Article:
+++

Comme le dit Sartre, ce qui compte pour comprendre l'oeuvre d'un artiste
"ce n'est pas une nature, mais les situations dans lesquelles se trouve l'homme, c'est-à-dire non pas la somme de ses traits psychologiques, mais les limites auxquelles il se heurte de toutes parts, [...] telles que le fait d'être déjà engagé dans un monde qui comporte à la fois des facteurs menaçants et favorables, parmi d'autres hommes qui ont déjà fait des choix avant lui et qui ont décidé par avance du sens de ces facteurs. Il est confronté à la nécessité de travailler et de mourir."(Forger des Mythes in un Théâtre de Situations)

Travailler et mourir : voilà résumées la totalité des contraintes dont l'oeuvre de Michelange est en quelque sorte la synthèse originale, lui qui confiera à son biographe, au crépuscule de sa vie, n'avoir eu de cesse de sculpter la pensée de la mort ! Alors, bien sûr, n'importe qui, dans ce que Sartre appelle "la situation" de Michelange ne se serait pas comporté comme Michelange. Car en effet "l'auteur est en situation, comme les autres hommes, mais [son oeuvre], comme tout projet humain, enferme à la fois, précise et dépasse cette situation"(Sartre, qu'est-ce que la Littérature ?), mais c'est là, précisément que Freud peut utilement compléter Sartre dans cette entreprise de démythification et de démystification du génie artistique. Car, en effet, que dit Freud ?

+++

Lignes fournies:
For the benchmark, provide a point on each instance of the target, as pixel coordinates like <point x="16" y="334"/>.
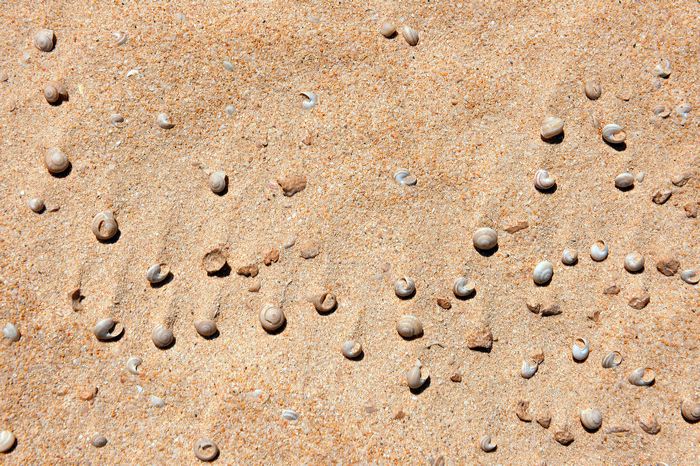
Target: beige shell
<point x="104" y="226"/>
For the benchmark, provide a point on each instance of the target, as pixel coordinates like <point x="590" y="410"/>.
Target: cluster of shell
<point x="272" y="318"/>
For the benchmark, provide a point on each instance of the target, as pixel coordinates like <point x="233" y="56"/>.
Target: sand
<point x="462" y="111"/>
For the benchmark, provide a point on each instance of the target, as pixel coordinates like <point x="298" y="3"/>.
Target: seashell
<point x="417" y="376"/>
<point x="543" y="181"/>
<point x="157" y="273"/>
<point x="485" y="239"/>
<point x="411" y="35"/>
<point x="218" y="181"/>
<point x="463" y="288"/>
<point x="486" y="445"/>
<point x="206" y="450"/>
<point x="271" y="318"/>
<point x="592" y="89"/>
<point x="162" y="336"/>
<point x="551" y="127"/>
<point x="404" y="177"/>
<point x="642" y="377"/>
<point x="599" y="251"/>
<point x="569" y="257"/>
<point x="10" y="332"/>
<point x="55" y="92"/>
<point x="7" y="441"/>
<point x="634" y="262"/>
<point x="591" y="419"/>
<point x="612" y="359"/>
<point x="36" y="205"/>
<point x="690" y="410"/>
<point x="310" y="101"/>
<point x="387" y="30"/>
<point x="405" y="287"/>
<point x="104" y="226"/>
<point x="542" y="273"/>
<point x="108" y="329"/>
<point x="56" y="161"/>
<point x="132" y="365"/>
<point x="409" y="327"/>
<point x="614" y="134"/>
<point x="205" y="327"/>
<point x="324" y="302"/>
<point x="163" y="120"/>
<point x="690" y="276"/>
<point x="624" y="180"/>
<point x="580" y="349"/>
<point x="351" y="349"/>
<point x="44" y="40"/>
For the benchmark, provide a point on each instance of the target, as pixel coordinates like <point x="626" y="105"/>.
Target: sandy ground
<point x="462" y="111"/>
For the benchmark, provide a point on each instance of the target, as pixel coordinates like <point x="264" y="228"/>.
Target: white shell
<point x="542" y="273"/>
<point x="614" y="134"/>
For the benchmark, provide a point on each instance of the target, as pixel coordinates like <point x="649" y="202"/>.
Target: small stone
<point x="667" y="265"/>
<point x="292" y="184"/>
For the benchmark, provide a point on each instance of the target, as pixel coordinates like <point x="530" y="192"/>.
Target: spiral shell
<point x="218" y="181"/>
<point x="614" y="134"/>
<point x="591" y="419"/>
<point x="104" y="226"/>
<point x="485" y="239"/>
<point x="580" y="349"/>
<point x="405" y="287"/>
<point x="108" y="329"/>
<point x="56" y="161"/>
<point x="464" y="288"/>
<point x="206" y="450"/>
<point x="642" y="377"/>
<point x="271" y="318"/>
<point x="162" y="336"/>
<point x="599" y="251"/>
<point x="543" y="181"/>
<point x="551" y="127"/>
<point x="409" y="327"/>
<point x="351" y="349"/>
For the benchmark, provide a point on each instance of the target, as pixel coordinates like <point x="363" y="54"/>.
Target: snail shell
<point x="599" y="251"/>
<point x="612" y="359"/>
<point x="409" y="327"/>
<point x="486" y="445"/>
<point x="416" y="376"/>
<point x="271" y="318"/>
<point x="56" y="161"/>
<point x="642" y="377"/>
<point x="218" y="181"/>
<point x="551" y="127"/>
<point x="690" y="410"/>
<point x="108" y="329"/>
<point x="405" y="287"/>
<point x="162" y="336"/>
<point x="463" y="288"/>
<point x="44" y="40"/>
<point x="205" y="450"/>
<point x="351" y="349"/>
<point x="614" y="134"/>
<point x="324" y="302"/>
<point x="542" y="273"/>
<point x="634" y="262"/>
<point x="7" y="441"/>
<point x="410" y="34"/>
<point x="485" y="239"/>
<point x="543" y="181"/>
<point x="104" y="226"/>
<point x="205" y="327"/>
<point x="580" y="349"/>
<point x="591" y="419"/>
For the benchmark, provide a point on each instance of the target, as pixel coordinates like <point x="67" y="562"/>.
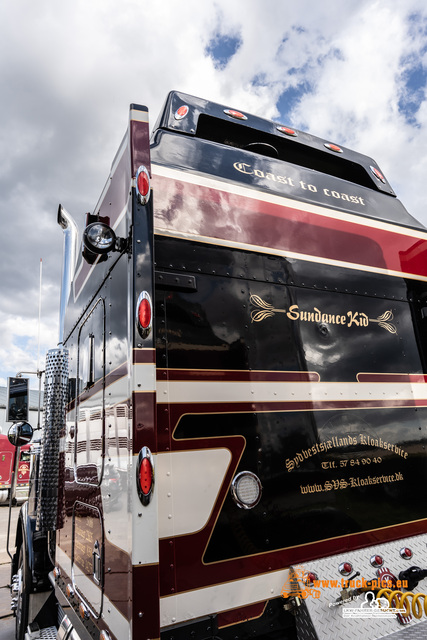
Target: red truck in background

+++

Consignes de l'exercice:
1/ Quelles personnes le texte sur Michelange désigne-t-il par leur nom ? Donnez-les toutes.
2/ Écrivez la suite du texte sur Michelange, à partir de sa dernière phrase.

Corrigé:
1/ Sartre, Michelange, Freud

2/
"Le royaume de l’imagination est une réserve organisée lors du passage douloureusement ressenti du principe de plaisir au principe de réalité, afin de permettre un substitut à la satisfaction des instincts à laquelle il faut renoncer dans la vie réelle. L’artiste, comme le névrosé, s’est retiré loin de la réalité insatisfaisante dans ce monde imaginaire ; mais, à l’inverse du névrosé, il s’entend à trouver le chemin du retour et à reprendre pied dans la réalité. Ses créations, les œuvres d’art, sont des satisfactions imaginatives de désirs inconscients, tout comme les rêves avec lesquels elles ont d’ailleurs en commun le caractère d’être un compromis destiné à éviter un conflit ouvert avec les puissances de refoulement. Mais, à l’inverse des productions asociales et narcissiques du rêve, elles peuvent compter sur la sympathie des autres hommes, étant capables d’éveiller et de satisfaire chez eux les mêmes aspirations à sublimer des désirs inconscients."(Freud, ma Vie et la Psychanalyse)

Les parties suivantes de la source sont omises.